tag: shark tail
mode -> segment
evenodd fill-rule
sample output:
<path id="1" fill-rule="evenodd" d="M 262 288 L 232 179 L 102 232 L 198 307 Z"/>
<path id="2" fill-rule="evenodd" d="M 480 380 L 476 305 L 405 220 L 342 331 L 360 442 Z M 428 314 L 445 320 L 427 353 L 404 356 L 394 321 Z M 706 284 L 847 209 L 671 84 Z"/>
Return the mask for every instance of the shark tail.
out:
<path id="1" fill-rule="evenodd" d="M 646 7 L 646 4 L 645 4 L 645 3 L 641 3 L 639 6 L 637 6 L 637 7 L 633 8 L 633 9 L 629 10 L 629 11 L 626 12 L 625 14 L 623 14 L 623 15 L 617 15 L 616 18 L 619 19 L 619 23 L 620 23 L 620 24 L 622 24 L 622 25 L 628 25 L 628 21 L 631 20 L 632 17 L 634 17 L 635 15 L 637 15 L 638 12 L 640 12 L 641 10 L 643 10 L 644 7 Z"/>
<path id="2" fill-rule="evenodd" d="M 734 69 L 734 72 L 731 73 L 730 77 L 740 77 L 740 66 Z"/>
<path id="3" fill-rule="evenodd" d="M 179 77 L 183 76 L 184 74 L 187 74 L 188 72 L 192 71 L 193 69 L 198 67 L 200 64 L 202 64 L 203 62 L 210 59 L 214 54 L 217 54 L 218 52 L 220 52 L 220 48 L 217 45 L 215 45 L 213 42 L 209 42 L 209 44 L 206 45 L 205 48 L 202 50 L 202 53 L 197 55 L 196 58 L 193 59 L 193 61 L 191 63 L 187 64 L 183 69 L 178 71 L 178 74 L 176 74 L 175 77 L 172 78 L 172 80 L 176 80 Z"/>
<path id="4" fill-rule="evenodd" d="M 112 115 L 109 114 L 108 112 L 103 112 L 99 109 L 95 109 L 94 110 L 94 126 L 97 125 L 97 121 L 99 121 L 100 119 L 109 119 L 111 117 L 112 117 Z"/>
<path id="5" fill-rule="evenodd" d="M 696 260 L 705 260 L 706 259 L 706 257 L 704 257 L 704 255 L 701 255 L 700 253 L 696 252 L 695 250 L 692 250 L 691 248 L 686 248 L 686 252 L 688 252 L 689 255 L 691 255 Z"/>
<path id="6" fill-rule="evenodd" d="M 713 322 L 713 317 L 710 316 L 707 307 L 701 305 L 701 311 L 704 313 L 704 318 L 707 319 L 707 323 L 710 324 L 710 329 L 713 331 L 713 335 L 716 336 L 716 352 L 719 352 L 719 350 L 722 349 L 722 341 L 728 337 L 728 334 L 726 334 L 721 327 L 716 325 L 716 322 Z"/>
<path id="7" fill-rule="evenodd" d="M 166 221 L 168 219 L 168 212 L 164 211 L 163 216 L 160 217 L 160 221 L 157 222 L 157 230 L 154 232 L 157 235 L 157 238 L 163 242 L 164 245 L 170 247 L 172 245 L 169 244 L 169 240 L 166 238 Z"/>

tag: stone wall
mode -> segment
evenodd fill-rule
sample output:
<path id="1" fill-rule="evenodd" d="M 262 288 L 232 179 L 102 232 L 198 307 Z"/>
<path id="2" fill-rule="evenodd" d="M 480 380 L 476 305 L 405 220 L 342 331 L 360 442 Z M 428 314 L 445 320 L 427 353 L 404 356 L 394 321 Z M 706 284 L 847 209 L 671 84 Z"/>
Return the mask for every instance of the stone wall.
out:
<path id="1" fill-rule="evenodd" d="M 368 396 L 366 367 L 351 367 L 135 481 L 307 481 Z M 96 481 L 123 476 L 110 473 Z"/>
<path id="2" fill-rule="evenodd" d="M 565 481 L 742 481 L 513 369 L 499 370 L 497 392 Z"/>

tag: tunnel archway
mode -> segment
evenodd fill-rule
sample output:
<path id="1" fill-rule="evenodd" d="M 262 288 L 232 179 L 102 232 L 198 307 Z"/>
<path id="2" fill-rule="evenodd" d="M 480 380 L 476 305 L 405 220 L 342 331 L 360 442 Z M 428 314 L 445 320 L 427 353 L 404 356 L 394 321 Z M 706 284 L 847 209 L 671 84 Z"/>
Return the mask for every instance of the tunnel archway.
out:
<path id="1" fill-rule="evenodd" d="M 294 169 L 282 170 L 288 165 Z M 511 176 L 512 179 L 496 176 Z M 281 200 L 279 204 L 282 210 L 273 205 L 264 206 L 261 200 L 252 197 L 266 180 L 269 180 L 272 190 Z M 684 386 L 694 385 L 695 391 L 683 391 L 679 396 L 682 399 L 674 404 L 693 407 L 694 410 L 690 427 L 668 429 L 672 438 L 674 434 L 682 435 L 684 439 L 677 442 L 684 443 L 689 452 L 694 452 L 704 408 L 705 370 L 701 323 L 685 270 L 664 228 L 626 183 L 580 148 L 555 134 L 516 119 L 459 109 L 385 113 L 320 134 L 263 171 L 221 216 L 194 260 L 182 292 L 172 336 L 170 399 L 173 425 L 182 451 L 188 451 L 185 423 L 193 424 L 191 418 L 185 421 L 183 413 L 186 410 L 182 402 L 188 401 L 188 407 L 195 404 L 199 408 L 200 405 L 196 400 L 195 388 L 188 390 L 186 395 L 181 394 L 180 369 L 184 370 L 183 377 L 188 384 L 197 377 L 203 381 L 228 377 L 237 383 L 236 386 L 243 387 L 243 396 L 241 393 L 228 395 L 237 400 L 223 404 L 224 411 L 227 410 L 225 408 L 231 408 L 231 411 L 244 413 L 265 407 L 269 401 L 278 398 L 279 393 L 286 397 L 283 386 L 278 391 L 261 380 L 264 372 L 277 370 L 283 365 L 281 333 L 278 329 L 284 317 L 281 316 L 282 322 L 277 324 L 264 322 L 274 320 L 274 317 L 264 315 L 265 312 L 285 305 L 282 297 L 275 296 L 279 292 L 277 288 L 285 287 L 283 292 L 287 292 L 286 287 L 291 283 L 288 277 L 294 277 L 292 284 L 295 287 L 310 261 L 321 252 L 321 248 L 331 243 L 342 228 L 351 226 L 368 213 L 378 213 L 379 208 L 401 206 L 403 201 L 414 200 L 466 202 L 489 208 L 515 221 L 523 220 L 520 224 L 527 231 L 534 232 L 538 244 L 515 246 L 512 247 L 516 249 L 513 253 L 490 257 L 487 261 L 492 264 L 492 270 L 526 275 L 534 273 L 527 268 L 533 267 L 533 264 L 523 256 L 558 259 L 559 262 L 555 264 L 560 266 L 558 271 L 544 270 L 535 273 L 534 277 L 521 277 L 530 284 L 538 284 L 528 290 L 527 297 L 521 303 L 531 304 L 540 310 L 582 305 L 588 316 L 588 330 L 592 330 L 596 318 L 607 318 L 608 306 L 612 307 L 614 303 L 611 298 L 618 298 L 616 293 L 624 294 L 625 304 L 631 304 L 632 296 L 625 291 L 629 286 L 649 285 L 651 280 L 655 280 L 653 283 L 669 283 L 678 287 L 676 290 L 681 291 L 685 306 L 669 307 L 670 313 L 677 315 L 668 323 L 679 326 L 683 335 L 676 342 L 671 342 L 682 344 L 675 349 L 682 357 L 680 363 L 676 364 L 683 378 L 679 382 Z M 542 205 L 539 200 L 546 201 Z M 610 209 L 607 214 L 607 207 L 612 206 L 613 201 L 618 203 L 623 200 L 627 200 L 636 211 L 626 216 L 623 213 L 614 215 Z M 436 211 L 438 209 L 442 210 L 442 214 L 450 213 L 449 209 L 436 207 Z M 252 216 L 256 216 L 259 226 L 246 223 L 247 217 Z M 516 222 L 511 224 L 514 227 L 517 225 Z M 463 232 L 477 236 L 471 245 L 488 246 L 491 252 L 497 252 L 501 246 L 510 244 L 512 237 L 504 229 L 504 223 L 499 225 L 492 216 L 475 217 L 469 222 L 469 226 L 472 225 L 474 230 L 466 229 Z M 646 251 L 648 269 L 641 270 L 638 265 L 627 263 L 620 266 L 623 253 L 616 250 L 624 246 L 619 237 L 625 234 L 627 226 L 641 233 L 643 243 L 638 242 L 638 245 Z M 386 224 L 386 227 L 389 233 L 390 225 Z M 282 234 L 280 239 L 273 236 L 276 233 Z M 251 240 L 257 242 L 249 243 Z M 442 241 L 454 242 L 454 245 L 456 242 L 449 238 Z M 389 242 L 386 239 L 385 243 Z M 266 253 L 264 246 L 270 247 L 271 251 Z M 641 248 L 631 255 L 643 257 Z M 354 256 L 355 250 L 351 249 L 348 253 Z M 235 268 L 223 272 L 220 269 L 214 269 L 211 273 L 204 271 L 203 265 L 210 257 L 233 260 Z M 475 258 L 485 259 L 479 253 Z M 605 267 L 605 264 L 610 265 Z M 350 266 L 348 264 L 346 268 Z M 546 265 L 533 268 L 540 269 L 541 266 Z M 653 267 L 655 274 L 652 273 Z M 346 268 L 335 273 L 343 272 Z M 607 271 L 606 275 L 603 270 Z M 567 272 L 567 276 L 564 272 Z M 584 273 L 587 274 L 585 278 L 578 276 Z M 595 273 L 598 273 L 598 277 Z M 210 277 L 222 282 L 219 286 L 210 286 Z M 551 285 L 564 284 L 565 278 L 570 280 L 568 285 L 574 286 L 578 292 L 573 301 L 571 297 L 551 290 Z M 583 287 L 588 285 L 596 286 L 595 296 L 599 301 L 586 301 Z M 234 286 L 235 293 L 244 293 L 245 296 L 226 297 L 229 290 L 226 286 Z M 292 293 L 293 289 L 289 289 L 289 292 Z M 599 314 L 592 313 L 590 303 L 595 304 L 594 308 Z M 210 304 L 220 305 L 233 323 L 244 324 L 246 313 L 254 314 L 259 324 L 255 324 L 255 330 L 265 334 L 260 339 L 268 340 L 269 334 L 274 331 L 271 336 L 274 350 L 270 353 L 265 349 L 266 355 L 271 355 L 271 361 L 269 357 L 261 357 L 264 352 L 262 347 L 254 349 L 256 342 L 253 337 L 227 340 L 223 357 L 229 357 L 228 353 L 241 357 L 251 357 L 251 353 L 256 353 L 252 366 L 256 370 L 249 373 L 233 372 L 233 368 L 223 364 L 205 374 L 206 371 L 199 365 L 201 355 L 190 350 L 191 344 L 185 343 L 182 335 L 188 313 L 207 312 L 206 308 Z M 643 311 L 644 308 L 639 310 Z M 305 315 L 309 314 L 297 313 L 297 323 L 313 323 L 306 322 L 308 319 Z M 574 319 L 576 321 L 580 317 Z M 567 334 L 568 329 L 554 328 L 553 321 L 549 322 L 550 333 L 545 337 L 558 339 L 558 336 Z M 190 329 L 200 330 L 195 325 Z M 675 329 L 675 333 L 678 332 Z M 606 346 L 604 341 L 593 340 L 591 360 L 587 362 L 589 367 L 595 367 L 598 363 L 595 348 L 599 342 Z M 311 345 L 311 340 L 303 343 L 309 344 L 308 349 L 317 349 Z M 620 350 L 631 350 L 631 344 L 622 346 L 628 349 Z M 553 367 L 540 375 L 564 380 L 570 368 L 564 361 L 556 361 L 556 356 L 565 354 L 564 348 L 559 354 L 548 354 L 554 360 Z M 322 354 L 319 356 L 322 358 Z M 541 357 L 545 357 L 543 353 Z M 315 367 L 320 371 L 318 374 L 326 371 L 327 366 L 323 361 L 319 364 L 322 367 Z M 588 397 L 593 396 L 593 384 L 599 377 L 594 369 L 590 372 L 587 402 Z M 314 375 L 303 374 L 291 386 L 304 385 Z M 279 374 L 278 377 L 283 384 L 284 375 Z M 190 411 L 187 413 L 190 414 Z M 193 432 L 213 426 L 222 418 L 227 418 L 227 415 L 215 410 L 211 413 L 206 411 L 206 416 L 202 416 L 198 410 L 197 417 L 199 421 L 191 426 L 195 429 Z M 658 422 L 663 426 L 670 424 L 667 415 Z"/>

== == ==

● ABOUT THIS TASK
Among the lines above, find those that contain the word "archway" and copy them.

● SOLUTION FOR THIS PROBLEM
tag: tunnel archway
Return the mask for every instance of the tunnel archway.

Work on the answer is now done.